* [SUPPLIED PASSAGE]
Sunday, April 12, 2009

Sex, Drugs, and Rocky Road

As reported in Scientific American, according to the National Center for Health Statistics, which conducted a survey of more than 6,000 people (a largish sample for such purposes), ninety-six percent of U.S. residents have engaged in sex by the age of 20. The report notes various patterns based on ethnicity, education, income, and so on.

I'm not quite sure why this was considered a health issue per se, since sex is dangerous, so the old line goes, only if you do it right. With reasonable precautions one usually can escape injury, but the study didn't focus on precautions.

The study moved on to substance abuse.

"More than 19 percent of those aged 20 to 29 said they had tried cocaine, crack or another street drug, excluding marijuana. This rose to 27 percent for people aged 30 to 39 and nearly 26 percent for those in their 40s."

* [DATA EXTRACTS]
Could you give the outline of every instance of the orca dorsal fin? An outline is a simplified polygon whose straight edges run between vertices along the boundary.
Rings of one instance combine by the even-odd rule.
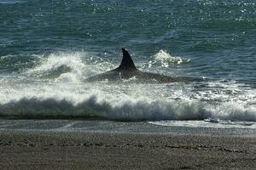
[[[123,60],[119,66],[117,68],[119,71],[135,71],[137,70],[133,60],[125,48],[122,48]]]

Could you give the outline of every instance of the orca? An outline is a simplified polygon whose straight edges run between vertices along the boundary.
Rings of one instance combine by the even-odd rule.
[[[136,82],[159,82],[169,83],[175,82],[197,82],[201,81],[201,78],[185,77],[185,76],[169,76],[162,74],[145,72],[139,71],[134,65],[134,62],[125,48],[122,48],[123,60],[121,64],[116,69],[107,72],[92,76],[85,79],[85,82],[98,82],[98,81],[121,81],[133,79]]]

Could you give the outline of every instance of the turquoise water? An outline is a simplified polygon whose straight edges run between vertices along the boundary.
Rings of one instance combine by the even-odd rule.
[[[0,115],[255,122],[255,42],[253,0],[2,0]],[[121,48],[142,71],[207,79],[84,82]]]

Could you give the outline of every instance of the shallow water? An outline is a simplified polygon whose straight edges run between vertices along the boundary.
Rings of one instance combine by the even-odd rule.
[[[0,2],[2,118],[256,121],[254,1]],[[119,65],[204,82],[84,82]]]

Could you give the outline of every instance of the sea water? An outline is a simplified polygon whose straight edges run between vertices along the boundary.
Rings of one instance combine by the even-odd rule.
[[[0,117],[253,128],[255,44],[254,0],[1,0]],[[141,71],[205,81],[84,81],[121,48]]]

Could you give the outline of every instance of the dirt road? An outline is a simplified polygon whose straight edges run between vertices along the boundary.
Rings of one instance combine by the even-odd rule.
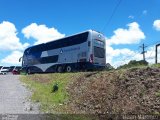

* [EXERCISE REQUIREMENTS]
Carry on the blog post about the national survey of sexual activity and drug use, picking up after its final quotation on street-drug use by age group.

* [TASK OUTPUT]
These figures probably are on the light side as people notoriously are reluctant to answer truthfully about misbehavior. It is hard to say how much they lie, but it is likely to be at least as much as they lie about tobacco and alcohol. We have some indication of this from a review of the Substance Abuse and Mental Health Services Administration:

"According to a White House briefing paper analyzing SAMHSA's figures regarding Americans' alcohol and tobacco use, respondents have historically underreported their usage of these two legal substances by as much as 30 to 50 percent. (Revenues from alcohol and tobacco taxes allow researchers to cross check respondents admitted usage patterns with actual annual consumption rates…)" – Paul Armentano, Federal Drug Use Surveys and Fuzzy Math

Nevertheless, even taking the figures at face value, it means about a quarter of adults commit rather serious drug offenses, even when excluding from consideration marijuana, the most commonly used illegal substance. By comparison, according to the 2003 National Health Interview Survey (NHIS), 21.6 percent of U.S. adults smoke cigarettes.

In this case I agree with the NCHS (it seems like there is some duplication of alphabet soup agencies, doesn't it?). Drug abuse is a health issue. So are the laws against it.

Drug warriors by and large are well-meaning people who honestly think they are doing good. It even is likely their efforts save a few people from themselves by scaring them with the threat of punishment. At the same time, the panache of illegality actually tempts others, just as illegal booze did in the old speakeasy days. The side effects have been massive . The drug warriors inadvertently have enriched gangs and dealers, undermined civil liberties, turned neighborhoods into war zones, and made a huge percentage (by some counts a majority) of our citizens criminals. The US has the highest prison population – both per capita and in absolute terms – of any nation on earth, and two-thirds of the inmates are there for drug related crimes.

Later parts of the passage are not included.